GIVEN TEXT:
Activists are businesspeople. Or they should be. That thought kept recurring while I was reading Patagonia’s Tools for Grassroots Activists: Best Practices for Success in the Environmental Movement.
Perhaps if a greater number of people understood the business side of activism, we could accomplish more towards ensuring Earth remains habitable for us and other living creatures.
Published by outdoor clothing and gear company, Patagonia and edited by Nora Gallagher and Lisa Myers, Tools for Grassroots Activists brings the best of Patagonia’s Tools Conference activist training program to the public.
I have read other Patagonia books like Let My People Go Surfing: The Education of a Reluctant Businessman and The Responsible Company so I was expecting a thoughtful well-written and interesting book. It delivered.
The Business of Activism
In the introduction to Tools for Grassroots Activists, Patagonia founder, Yvon Chouinard tells the story of how the first Tools Conference came about in 1994. It was a way of bringing activists together with experts in fields such as campaign strategy, marketing, fundraising, lobbying, and working with business.

WORK INSTRUCTIONS:
[a] Summarize the review of Tools for Grassroots Activists in two sentences.
[b] Write what follows the last sentence of the review of Tools for Grassroots Activists, carrying it forward in the same voice.
The items that come next are drawn from a separate source.

DATA EXTRACTS:
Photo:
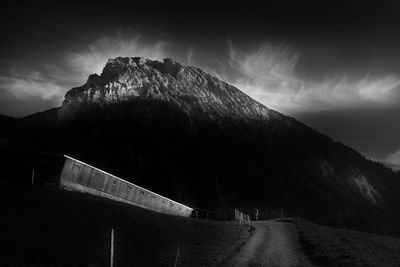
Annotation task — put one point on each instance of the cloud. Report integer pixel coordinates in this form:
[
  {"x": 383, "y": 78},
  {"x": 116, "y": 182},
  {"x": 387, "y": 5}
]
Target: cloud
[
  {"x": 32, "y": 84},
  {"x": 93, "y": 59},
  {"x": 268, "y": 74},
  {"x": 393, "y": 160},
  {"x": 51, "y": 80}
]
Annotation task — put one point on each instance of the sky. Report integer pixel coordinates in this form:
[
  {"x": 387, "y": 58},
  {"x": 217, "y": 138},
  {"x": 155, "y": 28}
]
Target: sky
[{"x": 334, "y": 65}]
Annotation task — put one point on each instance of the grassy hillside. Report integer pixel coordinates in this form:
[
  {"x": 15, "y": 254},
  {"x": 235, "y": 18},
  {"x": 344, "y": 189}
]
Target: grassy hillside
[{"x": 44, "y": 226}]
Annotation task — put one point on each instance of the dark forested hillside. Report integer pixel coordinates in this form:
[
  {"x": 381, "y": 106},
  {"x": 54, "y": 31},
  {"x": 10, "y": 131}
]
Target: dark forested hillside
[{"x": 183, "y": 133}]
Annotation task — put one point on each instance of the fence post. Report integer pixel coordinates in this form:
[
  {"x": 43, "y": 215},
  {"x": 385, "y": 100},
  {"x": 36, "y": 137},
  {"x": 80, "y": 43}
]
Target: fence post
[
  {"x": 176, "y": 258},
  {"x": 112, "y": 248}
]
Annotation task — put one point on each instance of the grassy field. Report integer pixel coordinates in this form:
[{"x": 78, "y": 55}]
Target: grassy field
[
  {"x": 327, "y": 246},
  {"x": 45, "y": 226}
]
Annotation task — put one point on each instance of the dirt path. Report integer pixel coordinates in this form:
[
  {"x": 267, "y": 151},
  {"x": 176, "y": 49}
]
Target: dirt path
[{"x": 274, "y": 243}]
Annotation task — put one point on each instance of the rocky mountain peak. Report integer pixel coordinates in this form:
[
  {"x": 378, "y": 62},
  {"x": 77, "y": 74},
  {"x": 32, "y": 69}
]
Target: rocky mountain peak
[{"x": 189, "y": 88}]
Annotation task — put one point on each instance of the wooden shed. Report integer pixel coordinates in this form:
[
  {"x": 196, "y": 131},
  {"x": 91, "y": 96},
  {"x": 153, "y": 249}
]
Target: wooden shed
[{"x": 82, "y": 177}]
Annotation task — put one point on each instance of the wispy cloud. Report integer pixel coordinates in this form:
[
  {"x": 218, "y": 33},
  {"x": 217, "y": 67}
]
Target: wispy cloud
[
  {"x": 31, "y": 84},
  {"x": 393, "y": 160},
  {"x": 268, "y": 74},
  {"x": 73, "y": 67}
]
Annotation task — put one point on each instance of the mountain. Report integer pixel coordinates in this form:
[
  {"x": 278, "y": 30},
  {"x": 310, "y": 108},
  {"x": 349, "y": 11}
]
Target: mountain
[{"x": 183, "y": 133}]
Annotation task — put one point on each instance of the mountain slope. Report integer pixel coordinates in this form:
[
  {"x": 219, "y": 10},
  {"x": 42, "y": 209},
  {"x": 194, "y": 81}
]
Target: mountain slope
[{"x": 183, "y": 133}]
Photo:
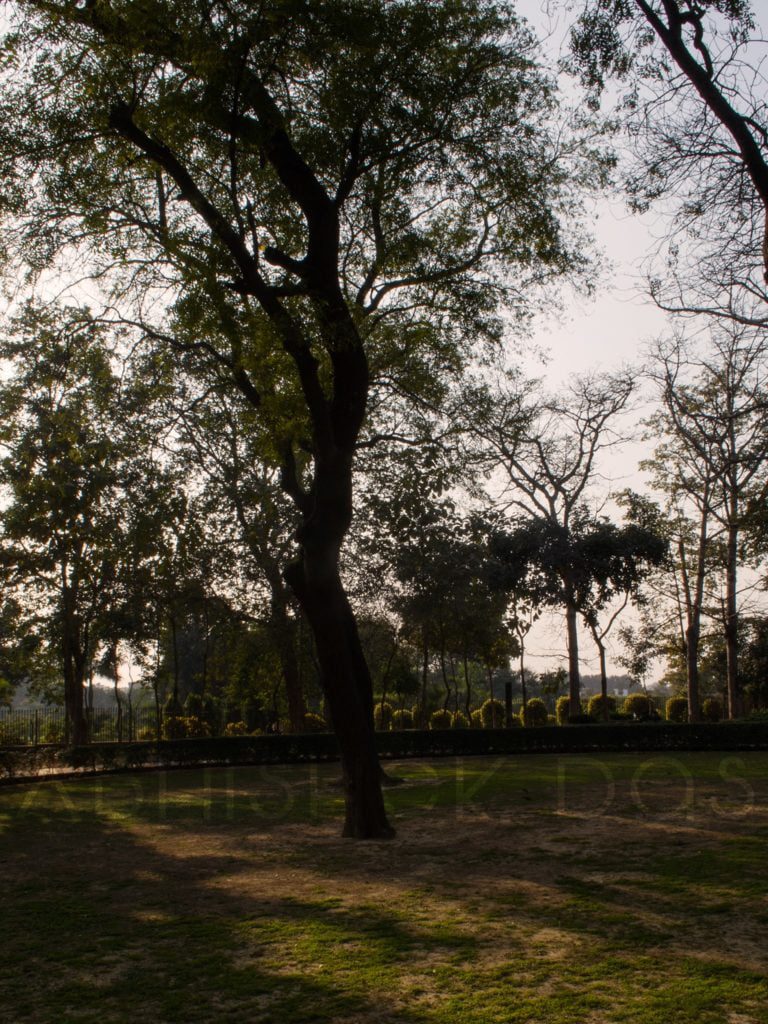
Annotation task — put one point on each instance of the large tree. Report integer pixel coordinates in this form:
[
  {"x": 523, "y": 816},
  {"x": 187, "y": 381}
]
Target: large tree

RESPONSES PER TASK:
[a] The reviewer, reading Patagonia's Tools for Grassroots Activists, edited by Nora Gallagher and Lisa Myers, kept thinking that activists should be businesspeople, since wider understanding of activism's business side could help keep Earth habitable. The book brings the best of Patagonia's Tools Conference training program to the public; founder Yvon Chouinard's introduction recounts how that conference began in 1994 as a way to bring activists together with experts in fields such as campaign strategy, marketing, fundraising, lobbying, and working with business.

[b]
“While I am often embarrassed to admit to being a businessman—I’ve been known to call them sleazeballs—I realize that many activists could learn some of the skills businesspeople possess.”
The book intertwines short essays written by keynote speakers from past Tools Conferences with case studies demonstrating activists putting the tools to use and achieving their goals. My copy has many colored Post-it™ flags marking ideas and passages I feel are particularly important to my environmental not-for-profit work and me. Here are a few things I found interesting:
Kristen Grimm begins her piece with a hilarious tale about what can happen when you lose sight of what you are trying to achieve. She acknowledges that good communication is difficult and gives readers some concrete suggestions.
While reading Grimm’s essay, I found myself thinking of times when the organization I belong to has jumped ahead to identify tasks before clearly defining the goal. I think I will start taking the book with me to meetings to remind me and the rest of the group to stay focused on strategy first and then tactics.
Changing the Climate of Public Opinion
Lois Gibbs shares the story of how a small group of people living on top of a toxic waste dump changed the climate of public opinion resulting in the United States government relocating hundreds of families. You may know the neighborhood is Love Canal in Niagara Falls, New York.
This story resonates with me because it demonstrates how everyday people can not only change public opinion but also overcome governmental inertia and compel agencies to act.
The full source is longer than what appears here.